About this task: Please output each line of the data exactly as it appears.

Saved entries

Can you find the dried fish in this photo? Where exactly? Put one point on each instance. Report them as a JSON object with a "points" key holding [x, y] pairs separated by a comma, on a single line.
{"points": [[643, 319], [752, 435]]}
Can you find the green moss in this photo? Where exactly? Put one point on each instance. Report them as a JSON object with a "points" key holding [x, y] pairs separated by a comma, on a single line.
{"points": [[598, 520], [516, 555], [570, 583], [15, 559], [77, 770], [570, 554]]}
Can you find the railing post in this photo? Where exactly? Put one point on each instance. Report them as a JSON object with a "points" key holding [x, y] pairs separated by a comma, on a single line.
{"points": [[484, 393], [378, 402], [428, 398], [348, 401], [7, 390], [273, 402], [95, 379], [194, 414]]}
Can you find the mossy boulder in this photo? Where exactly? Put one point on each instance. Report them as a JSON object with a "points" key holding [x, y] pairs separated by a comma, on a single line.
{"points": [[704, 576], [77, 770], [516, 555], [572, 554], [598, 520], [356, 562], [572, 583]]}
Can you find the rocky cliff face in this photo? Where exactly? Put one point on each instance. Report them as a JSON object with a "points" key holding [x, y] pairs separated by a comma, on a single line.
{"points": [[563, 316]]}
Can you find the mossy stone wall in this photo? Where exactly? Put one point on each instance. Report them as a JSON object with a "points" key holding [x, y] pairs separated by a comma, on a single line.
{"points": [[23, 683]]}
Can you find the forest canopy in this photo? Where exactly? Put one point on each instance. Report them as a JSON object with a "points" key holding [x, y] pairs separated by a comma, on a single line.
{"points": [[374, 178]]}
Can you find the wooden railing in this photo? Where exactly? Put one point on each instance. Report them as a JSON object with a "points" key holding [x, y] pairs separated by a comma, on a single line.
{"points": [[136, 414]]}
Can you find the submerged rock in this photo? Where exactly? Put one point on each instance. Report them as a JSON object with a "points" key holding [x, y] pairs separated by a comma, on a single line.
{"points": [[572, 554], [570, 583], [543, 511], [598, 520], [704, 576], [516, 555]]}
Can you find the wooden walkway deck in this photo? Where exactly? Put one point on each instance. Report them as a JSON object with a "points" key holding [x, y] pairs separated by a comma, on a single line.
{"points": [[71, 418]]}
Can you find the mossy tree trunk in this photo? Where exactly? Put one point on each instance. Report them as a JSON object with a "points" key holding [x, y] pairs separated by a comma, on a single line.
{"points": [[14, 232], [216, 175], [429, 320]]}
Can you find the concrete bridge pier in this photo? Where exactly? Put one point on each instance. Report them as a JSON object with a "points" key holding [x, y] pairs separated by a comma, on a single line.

Exercise answer:
Can you find the dried fish in this photo? Where exactly? Put one point on each instance. Report them as a JSON object with a "points" key holding [x, y] pairs separated by a comma, on a single line.
{"points": [[643, 319], [752, 435]]}
Can you find the green moss in this photo? Where exactly? Put one point on each instance. Report them as a JSON object with a "points" key holding [x, y] pairs separated by a comma, on a single line.
{"points": [[598, 520], [516, 555], [570, 583], [15, 559], [77, 770], [570, 554]]}
Can you find the railing post in this photo? Where exactly? Put one point on each instance. Report them as a JSON object with a "points" key holding [x, y] pairs separated by a comma, on a single line.
{"points": [[484, 393], [378, 402], [428, 398], [348, 401], [7, 390], [273, 402], [95, 379], [194, 414]]}
Can you find the mossy boulder in this photo? Where exactly? Put one point on each instance. Report them as a JSON object with a "points" key holding [x, y] pairs separated by a comma, on a single line.
{"points": [[704, 576], [77, 770], [516, 555], [572, 554], [598, 520], [356, 562], [572, 583]]}
Can you find the rocky cliff face in this photo? Where exactly? Put one point on each instance. Report them as a JSON object with a "points" key holding [x, y] pairs separated by a comma, on a single line.
{"points": [[563, 316]]}
Can you find the mossy stone wall in this photo? Where exactly? Put one point on each instance. Report them as a JSON object with a "points" key holding [x, y] pairs separated by a comma, on a single line.
{"points": [[23, 683]]}
Can you find the forest canopy in this photo? Where exactly? Put one point on each instance. Report them as a JSON object with a "points" key holding [x, y] pairs separated by a comma, on a single line.
{"points": [[374, 178]]}
Can you find the wooden railing in this photo? Where exactly? Put one point on each instance. Report them as a JSON object with a "points" key holding [x, y] pairs separated by a comma, on a single line.
{"points": [[136, 414]]}
Can you find the submerged rock in this photo? Where exactly? Put one point on each instance. Report them as a JSON object with a "points" key holding [x, y] pairs separated by a comma, on a single line.
{"points": [[572, 554], [570, 583], [543, 511], [598, 520], [704, 576], [516, 555]]}
Can you find the wooden walkway deck in this photo? Where exactly? Put one point on each instance. Report them as a JSON object with a "points" key holding [x, y] pairs separated by a comma, on a single line.
{"points": [[71, 418]]}
Can you find the mossy tree trunk in this photo? Where exactly? Put one point on each instance. Report them as a JSON object with a "points" key holding [x, y] pairs separated by a comma, on a single line.
{"points": [[14, 232], [216, 175], [429, 320]]}
Can you find the concrete bridge pier in this photo? Where exactly? Put one point on each instance. Report them as a JSON object with a "points" key holding [x, y] pairs separated by a comma, on a single line.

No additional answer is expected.